▸ **Set exercise a**:
Reproduce the portion of the capital structure passage starting with "IV. Capital Structure" and going on through "of capital. Id.".

▸ **Source text**:
__________________________________________________

IV. Capital Structure
In setting the rate of return an interstate pipeline is allowed to recover on invested capital, the Commission considers the applicable capital structure (the percentages of debt, preferred stock, and common stock) and the rate of return each form of capital is permitted to earn. See Public Service Co. of New Mexico v. FERC, 653 F.2d 681, 683 (D.C.Cir.1981). The overall rate of return is determined by computing an average of the three separate rates of return, weighted by the relative amounts of each type of capital. Id.
Tennessee Gas Pipeline Company is an unincorporated division of Tenneco, Inc., a conglomerate that has several other operating divisions and a number of wholly-owned subsidiaries engaged in related and unrelated businesses, including three other natural gas pipelines. In the orders at issue here, the Commission approved Tennessee’s proposal to use the capital structure of its parent, Tenneco, with a 51.1% equity ratio. Opinion 240 at 61,223; Opinion 240-B at 61,008.
Petitioner Public Service Commission of the State of New York (“New York”), supported by intervenors Cities of Clarksville and Springfield, Tennessee, challenges the Commission’s determination of Tennessee’s capital structure and rate of return for the period from June 1, 1982 through January 31, 1983. In a prior decision establishing the capital structure and rate of return to be applied for the period immediately preceding the one at issue here,16 the Commission stated that, although the parties had agreed that the capital structure of Tenneco would be used in that case,
[w]e are concerned over the appropriateness of using the consolidated capital structure [of the parent corporation] to set the return on capital for a pipeline division where the business operations of the consolidated company are predominantly unregulated and its overall risk, which is reflected in its capital structure, is different from that of its regulated business alone____ [I]n future cases involving Tennessee and other pipelines that are divisions or subsidiaries of parent companies that are in non-pipeline businesses, we will consider whether a hypothetical capital structure should be imputed for the pipeline rather than simply relying on the parent's capitalization.
Tennessee Gas Pipeline Co., Opinion No. 190, 25 FERC ¶ 61,020 (1983), at 61,093, reh’g denied, Opinion No. 190-A, 26 FERC ¶ 61, 109 (1984). The Commission cited Consolidated Gas Supply Corp., 24 FERC 1161, 046 (1983), a case in which FERC had used a hypothetical capital structure to set *97the rate of return for a pipeline subsidiary because of the difference in the degree of business risk faced by the parent and the subsidiary,17 and noted that “in its brief on exceptions Staff states that in its next proceeding where Tennessee’s rate of return is at issue, Docket No. RP82-12-000 [this case], it is proposing a hypothetical capital structure.” Opinion 190 at 61,109 n. 11.

__________________________________________________

▸ **Data to process**:
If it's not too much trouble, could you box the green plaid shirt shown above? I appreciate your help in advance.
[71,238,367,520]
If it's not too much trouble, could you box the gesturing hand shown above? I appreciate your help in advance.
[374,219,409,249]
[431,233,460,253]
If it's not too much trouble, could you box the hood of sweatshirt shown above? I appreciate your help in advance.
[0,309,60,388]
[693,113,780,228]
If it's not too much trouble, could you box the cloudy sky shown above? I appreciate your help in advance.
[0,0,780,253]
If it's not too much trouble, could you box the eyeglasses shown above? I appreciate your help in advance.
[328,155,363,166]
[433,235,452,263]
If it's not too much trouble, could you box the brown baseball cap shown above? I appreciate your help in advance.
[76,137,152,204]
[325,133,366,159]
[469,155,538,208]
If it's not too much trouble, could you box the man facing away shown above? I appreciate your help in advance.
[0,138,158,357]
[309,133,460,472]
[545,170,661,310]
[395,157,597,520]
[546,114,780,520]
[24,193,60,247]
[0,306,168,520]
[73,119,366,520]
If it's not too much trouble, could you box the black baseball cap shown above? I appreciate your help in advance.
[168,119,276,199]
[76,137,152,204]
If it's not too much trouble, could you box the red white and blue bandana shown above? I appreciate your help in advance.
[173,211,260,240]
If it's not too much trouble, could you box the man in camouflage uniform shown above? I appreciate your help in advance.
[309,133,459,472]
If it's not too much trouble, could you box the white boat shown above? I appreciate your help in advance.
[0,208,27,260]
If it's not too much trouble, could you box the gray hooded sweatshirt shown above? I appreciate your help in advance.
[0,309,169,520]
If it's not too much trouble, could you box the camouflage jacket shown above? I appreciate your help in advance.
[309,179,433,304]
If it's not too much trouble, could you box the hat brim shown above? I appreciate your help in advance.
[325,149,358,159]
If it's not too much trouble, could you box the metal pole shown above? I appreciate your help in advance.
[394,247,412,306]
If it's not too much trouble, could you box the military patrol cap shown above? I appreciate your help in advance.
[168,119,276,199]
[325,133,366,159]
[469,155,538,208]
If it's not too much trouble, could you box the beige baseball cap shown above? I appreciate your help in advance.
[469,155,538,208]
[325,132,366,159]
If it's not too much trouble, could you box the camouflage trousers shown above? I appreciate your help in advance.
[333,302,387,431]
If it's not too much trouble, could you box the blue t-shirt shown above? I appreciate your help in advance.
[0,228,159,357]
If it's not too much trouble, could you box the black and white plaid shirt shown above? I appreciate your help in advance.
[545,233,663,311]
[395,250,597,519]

__________________________________________________

▸ **Set exercise b**:
Rewrite the lines of the entries starting with the line with "If it's not too much trouble, could you box the brown" and going on through the line with "[73,119,366,520]" as a Markdown table with the columns Row and Line, and leave out any blank lines.

▸ **Correct answer a**:
IV. Capital Structure
In setting the rate of return an interstate pipeline is allowed to recover on invested capital, the Commission considers the applicable capital structure (the percentages of debt, preferred stock, and common stock) and the rate of return each form of capital is permitted to earn. See Public Service Co. of New Mexico v. FERC, 653 F.2d 681, 683 (D.C.Cir.1981). The overall rate of return is determined by computing an average of the three separate rates of return, weighted by the relative amounts of each type of capital. Id.

▸ **Correct answer b**:
| Row | Line |
|---|---|
| 1 | If it's not too much trouble, could you box the brown baseball cap shown above? I appreciate your help in advance. |
| 2 | [76,137,152,204] |
| 3 | [325,133,366,159] |
| 4 | [469,155,538,208] |
| 5 | If it's not too much trouble, could you box the man facing away shown above? I appreciate your help in advance. |
| 6 | [0,138,158,357] |
| 7 | [309,133,460,472] |
| 8 | [545,170,661,310] |
| 9 | [395,157,597,520] |
| 10 | [546,114,780,520] |
| 11 | [24,193,60,247] |
| 12 | [0,306,168,520] |
| 13 | [73,119,366,520] |